» **PROVIDED TEXT**:
++++++++

Abstract
This article introduces a comprehensive dataset designed to facilitate smart harvesting applications for Deglet Nour date palms, focusing on two primary computer vision tasks: branch detection and optimal cutting point localization. Collected from various oases within the Kebili governorate of southern Tunisia during the peak harvesting season of 2023, the dataset consists of 5530 images annotated for object detection and 387 images precisely annotated with keypoints. Captured using a combination of DSLR and smartphone cameras, the dataset captures real- world agricultural complexities, including varied lighting conditions and occlusions, which were covered and uncorvered date bunches. Annotations, performed manually using Roboflow, are provided in widely used YOLO and COCO formats to ensure compatibility and facilitate widespread adoption. By offering structured, high quality annotated images, this dataset supports the robust development, training, and evaluation of advanced computer vision and robotic harvesting systems for precision agriculture.

++++++++

» **DATA SEGMENT**:
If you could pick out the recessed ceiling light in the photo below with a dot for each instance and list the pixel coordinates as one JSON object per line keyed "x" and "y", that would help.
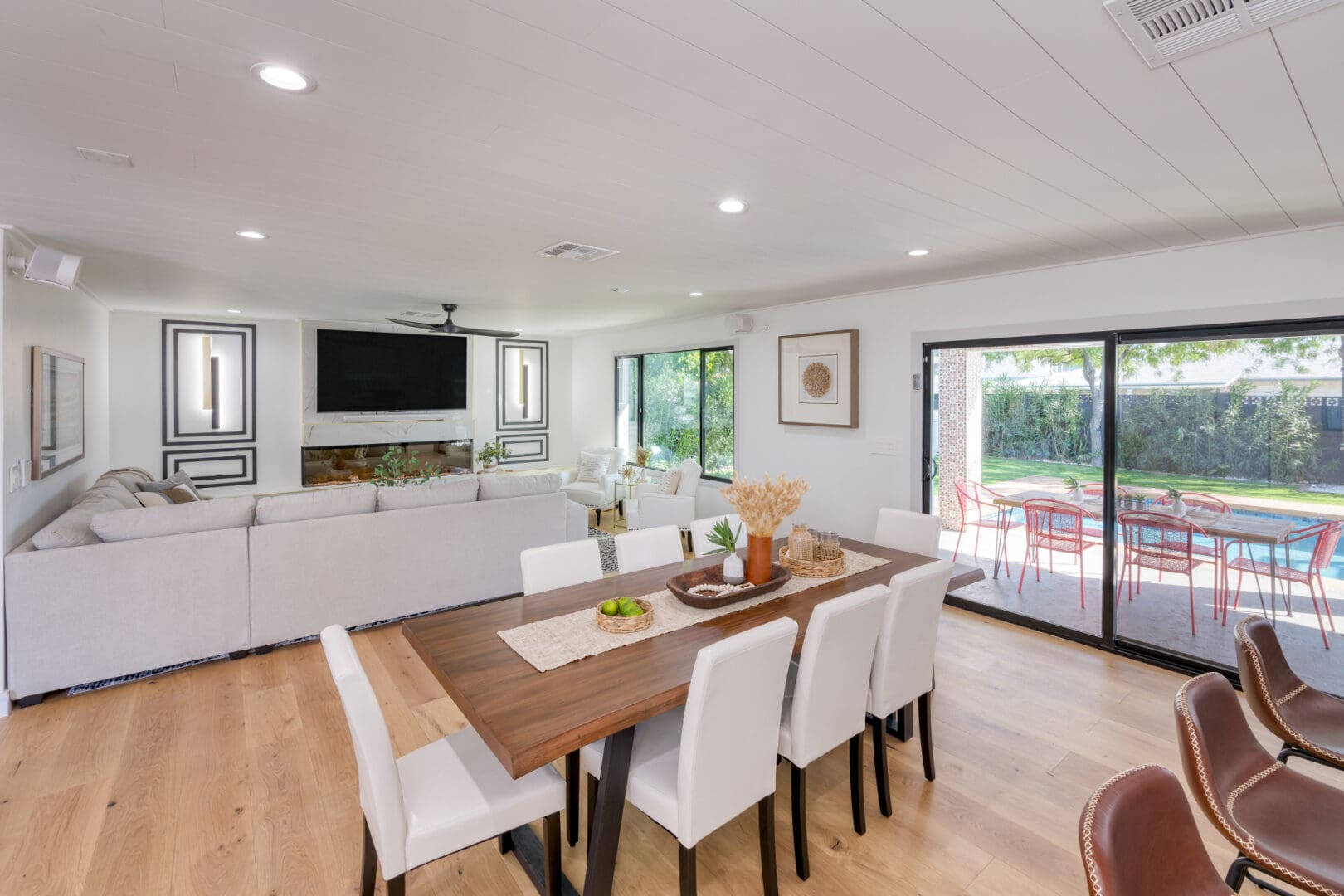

++++++++

» **GIVEN PROBLEM**:
Please answer these questions using the date palm dataset abstract:
1. In which governorate and during which year's harvesting season were the images collected?
2. How many images were annotated with keypoints?
3. Which tool was used for the manual annotation, and in which formats are the annotations provided?

» **PROBLEM SOLUTION**:
1. The Kebili governorate of southern Tunisia, during the peak harvesting season of 2023.
2. 387 images.
3. Roboflow; the annotations are provided in YOLO and COCO formats.